The distance from zero to the point in the complex plane, we call the modulus \(|z|\). By using Pythagoras theorem and with \(z=a+bi\), it holds that \(|z|=\sqrt{a^2+b^2}\) and equivalently \(|z|=\sqrt{z\overline{z}}\). We often denote the modulus by the symbol \(r\), so \(r=|z|\). The direction is designated by the angle measured from the positive real axis in a anticlockwise direction towards the ray from zero through the point. This angle, we call the argument or \(\arg(z)\) as seen in Figure 10.2.1. We often denote the argument by the symbol \(\theta\), so \(\theta=\arg(z)\). The argument uses the convention similar to the unit circle: the direction straight the right corresponds to \(0\) radians, up corresponds to \(\frac{1}{2}\pi\) radians, to the left to \(\pi\) radians and down to \(\frac{3}{2}\pi\) radians.

Fig. 10.2.1 The polar coordinates of a point in the complex plane \(\C\) are the distance \(r=|z|\) from zero to the point and the angle \(\theta=\arg(z)\) measured from the positive real axis in a anticlockwise direction towards the ray from zero through the point.

Notice that the argument is not uniquely defined, as you can always go a full circle extra and add \(2\pi\) radians to the angle. For example, the number \(1\) has argument \(0\) (as it is on the positive real axis), but also \(2\pi\), \(4\pi\), and \(-2\pi\) (etc.). In order to make a uniform choice, we sometimes work with the principal value of the argument, which is by definition the unique value of the argument between \(-\pi\) and \(\pi\). We write the principal value using a capital A. Thus we have \(-\pi < \arg{z} \leq \pi\).

Example 10.2.1

Suppose \(z=3+3i\). We find by using Pythagoras that the modulus (the distance to the origin) equals \(|z|=\sqrt{3^2+3^2}=3\sqrt{2}\). The argument, the corresponding angle, equals \(\frac14\pi\) as you can see in Figure 10.2.2.

RAW RECORDS -
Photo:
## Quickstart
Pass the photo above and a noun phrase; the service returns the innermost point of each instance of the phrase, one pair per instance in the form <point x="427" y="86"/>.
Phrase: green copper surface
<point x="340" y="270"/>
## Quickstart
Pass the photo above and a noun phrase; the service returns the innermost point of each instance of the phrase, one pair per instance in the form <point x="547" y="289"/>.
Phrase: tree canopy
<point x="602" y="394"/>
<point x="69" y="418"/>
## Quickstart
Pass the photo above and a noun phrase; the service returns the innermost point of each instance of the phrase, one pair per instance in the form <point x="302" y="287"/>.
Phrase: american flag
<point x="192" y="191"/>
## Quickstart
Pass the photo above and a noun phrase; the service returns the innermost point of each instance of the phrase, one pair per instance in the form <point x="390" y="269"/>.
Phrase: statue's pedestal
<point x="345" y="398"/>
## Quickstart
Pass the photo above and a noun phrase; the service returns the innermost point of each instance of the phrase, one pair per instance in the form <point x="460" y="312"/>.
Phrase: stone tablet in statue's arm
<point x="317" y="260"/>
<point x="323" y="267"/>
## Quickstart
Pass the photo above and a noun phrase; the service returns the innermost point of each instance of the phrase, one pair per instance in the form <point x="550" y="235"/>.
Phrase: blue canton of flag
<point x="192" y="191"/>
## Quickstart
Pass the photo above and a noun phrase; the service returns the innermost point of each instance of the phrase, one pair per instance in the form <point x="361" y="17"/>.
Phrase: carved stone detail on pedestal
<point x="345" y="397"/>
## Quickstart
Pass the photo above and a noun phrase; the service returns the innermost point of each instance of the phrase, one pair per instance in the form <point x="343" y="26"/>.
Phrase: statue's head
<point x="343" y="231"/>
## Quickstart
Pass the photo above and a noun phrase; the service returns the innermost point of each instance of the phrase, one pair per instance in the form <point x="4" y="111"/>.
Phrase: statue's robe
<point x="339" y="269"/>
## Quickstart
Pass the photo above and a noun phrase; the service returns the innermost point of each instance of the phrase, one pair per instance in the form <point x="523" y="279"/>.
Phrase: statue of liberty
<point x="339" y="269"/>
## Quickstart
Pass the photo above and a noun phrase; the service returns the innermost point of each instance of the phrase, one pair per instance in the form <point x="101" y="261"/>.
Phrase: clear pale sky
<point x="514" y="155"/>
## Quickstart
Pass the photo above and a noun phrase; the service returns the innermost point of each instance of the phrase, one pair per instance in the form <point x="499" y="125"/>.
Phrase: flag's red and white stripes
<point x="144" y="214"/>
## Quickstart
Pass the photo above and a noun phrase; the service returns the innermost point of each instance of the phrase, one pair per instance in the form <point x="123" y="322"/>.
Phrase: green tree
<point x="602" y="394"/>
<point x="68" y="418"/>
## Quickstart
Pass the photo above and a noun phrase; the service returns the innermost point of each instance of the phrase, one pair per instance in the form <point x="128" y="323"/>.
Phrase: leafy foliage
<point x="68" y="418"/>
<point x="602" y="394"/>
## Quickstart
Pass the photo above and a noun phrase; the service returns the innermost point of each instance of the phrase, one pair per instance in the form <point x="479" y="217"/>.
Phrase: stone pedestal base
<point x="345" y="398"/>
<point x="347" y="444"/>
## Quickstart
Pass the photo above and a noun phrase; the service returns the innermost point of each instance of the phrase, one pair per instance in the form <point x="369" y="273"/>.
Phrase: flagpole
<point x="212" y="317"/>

SET TASK 1 - According to the text on the modulus and argument of complex numbers, how many radians does the direction straight down correspond to?
SET TASK 2 - Write the next part of the text on the modulus and argument of complex numbers, starting after its final sentence.

TASK RESULT 1 - \(\frac{3}{2}\pi\) radians.

TASK RESULT 2 -
Fig. 10.2.2 The complex number \(3+3i\).

Example 10.2.2

Suppose \(w=2+3i\). We can still use Pythagoras for the modulus and obtain \(|w|=\sqrt{2^2+3^2} = \sqrt{13}\). The argument can’t be deduced immediately from a picture, see Figure 10.2.3, but we do see that

\[ \tan(\arg(w)) = \frac{\text{opposite}}{\text{adjacent}} = \frac{\text{imaginary part}}{\text{real part}} = \frac{3}{2} \]

Therefore \(\arg(w) = \arctan\left(\frac32\right) \approx 0.982794\).

Fig. 10.2.3 The complex number \(2+3i\).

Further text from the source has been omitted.